Copy the records starting with the line that contains "[point] every instance of the white fake" and going on through the end of the records, switching "distant mountain range" to "far-off mountain chain" and leaving every other part unchanged. Leave out the pictures.

————————

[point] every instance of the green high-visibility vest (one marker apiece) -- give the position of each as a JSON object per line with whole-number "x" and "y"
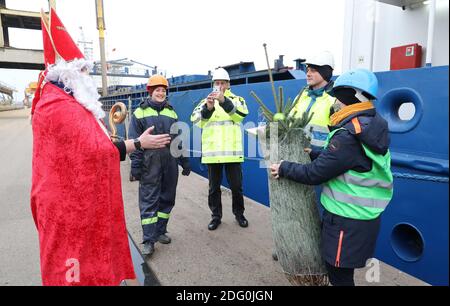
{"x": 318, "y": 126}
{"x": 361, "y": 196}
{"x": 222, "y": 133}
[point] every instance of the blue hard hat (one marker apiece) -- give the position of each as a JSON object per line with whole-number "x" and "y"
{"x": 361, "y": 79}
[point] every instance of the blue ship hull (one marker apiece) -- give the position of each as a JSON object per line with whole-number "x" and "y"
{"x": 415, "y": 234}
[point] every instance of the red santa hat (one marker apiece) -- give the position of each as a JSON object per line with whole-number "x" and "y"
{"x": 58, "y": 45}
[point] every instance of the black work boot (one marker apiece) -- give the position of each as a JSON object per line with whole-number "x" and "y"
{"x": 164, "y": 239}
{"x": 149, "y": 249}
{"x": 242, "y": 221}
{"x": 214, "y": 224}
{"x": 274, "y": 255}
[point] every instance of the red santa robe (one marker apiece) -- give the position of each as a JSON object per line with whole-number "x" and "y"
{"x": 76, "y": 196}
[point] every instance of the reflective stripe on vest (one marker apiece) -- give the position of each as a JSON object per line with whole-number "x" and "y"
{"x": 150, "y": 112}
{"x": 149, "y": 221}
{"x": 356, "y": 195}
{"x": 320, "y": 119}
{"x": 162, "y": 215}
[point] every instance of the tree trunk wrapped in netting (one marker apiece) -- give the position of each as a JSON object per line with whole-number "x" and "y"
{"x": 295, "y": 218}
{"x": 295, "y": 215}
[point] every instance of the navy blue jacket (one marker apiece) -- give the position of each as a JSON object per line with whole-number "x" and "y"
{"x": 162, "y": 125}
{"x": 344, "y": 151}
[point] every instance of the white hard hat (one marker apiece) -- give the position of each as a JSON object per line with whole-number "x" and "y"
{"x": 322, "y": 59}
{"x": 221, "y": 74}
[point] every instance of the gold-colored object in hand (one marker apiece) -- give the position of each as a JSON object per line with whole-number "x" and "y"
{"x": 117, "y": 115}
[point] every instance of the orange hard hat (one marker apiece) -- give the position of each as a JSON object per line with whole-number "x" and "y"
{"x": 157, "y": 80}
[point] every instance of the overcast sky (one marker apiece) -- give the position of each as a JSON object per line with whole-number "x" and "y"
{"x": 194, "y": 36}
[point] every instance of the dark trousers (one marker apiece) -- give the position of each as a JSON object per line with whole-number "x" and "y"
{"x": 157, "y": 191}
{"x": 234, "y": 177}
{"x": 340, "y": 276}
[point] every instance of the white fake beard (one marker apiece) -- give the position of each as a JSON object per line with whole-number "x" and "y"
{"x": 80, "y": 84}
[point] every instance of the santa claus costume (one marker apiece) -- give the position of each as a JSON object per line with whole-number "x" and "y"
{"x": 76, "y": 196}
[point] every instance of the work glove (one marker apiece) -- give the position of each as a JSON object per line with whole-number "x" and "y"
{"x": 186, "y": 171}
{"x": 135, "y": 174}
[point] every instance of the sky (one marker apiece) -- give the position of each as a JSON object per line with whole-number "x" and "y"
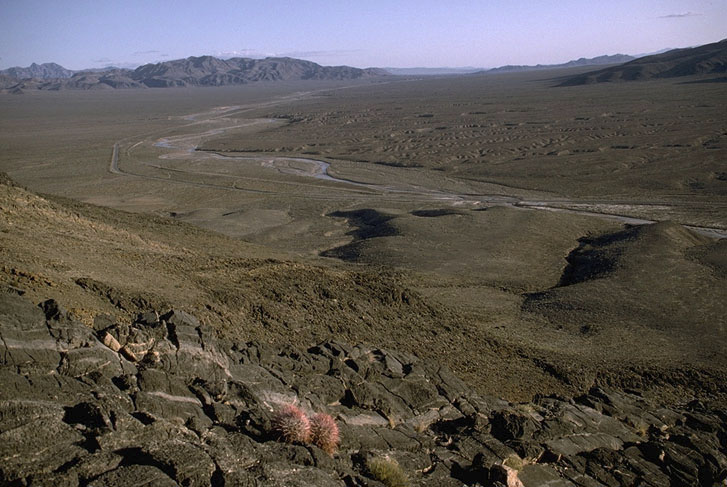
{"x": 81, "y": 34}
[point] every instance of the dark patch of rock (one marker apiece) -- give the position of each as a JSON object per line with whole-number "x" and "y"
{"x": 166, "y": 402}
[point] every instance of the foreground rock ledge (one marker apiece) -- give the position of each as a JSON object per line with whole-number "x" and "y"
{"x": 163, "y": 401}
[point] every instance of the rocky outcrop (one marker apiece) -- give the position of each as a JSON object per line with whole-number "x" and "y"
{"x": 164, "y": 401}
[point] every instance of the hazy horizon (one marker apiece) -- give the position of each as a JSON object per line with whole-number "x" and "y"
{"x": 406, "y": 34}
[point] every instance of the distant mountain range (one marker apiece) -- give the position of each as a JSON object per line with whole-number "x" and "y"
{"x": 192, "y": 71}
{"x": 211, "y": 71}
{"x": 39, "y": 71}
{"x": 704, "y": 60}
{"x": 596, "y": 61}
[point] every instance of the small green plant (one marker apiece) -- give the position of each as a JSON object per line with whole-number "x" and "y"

————————

* [Written reply]:
[point] every instance of the white fake beard (one marker apiece) -- give the position of each as a JSON object per line with whole-number "x" and "y"
{"x": 80, "y": 84}
[point] every instance of the santa claus costume (one marker apiece) -- give the position of each as a JSON object per line with whole-number "x" and "y"
{"x": 76, "y": 196}
[point] every instance of the work glove (one marker apiece) -- give the position of each as a JSON object per line with whole-number "x" and "y"
{"x": 186, "y": 171}
{"x": 135, "y": 174}
[point] every instance of the sky (one marker apiece) -- give the position of each as a JSON object per line with whole-number "x" and "y"
{"x": 81, "y": 34}
[point] every instance of the dark patch of rock (one marker apiece) -- give the position of each as a JSON object per line with whole-number "x" and "y"
{"x": 166, "y": 402}
[point] every instance of the foreground rock ledge (one marker apiece) -- give the position of each as a JSON object per line with whole-number "x" and "y"
{"x": 163, "y": 401}
[point] every instance of the rocky outcrop (one marker apiece) -- give the position of each as a JSON object per line with whole-number "x" and "y"
{"x": 164, "y": 401}
[point] every instance of the hazy horizon (one marker apiece) -- give the position of each as a JSON object per line with whole-number "x" and "y"
{"x": 406, "y": 34}
[point] every instance of the far-off mountain chain (one marker apiece) -- give the position of each as a JSON object per line with whole-number "x" and "y"
{"x": 192, "y": 71}
{"x": 211, "y": 71}
{"x": 39, "y": 71}
{"x": 704, "y": 60}
{"x": 596, "y": 61}
[point] every instance of the small green plant (one marker apiece) -- give the position of each as a JSON object per line with whole-number "x" and "y"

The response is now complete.